▶ [Stated goal]: Transcribe the listing below line for line, keeping each line unchanged.

## START Dataset rows

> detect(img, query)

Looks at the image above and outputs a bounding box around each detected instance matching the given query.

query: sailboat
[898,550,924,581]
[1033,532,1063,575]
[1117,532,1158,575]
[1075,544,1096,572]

## END Dataset rows

▶ [Exercise result]:
> detect(img, query)

Looks at the image above and outputs a bounding box around each detected instance matching the given query.

query: sailboat
[898,550,924,581]
[1033,532,1063,575]
[1117,532,1158,575]
[1075,544,1096,572]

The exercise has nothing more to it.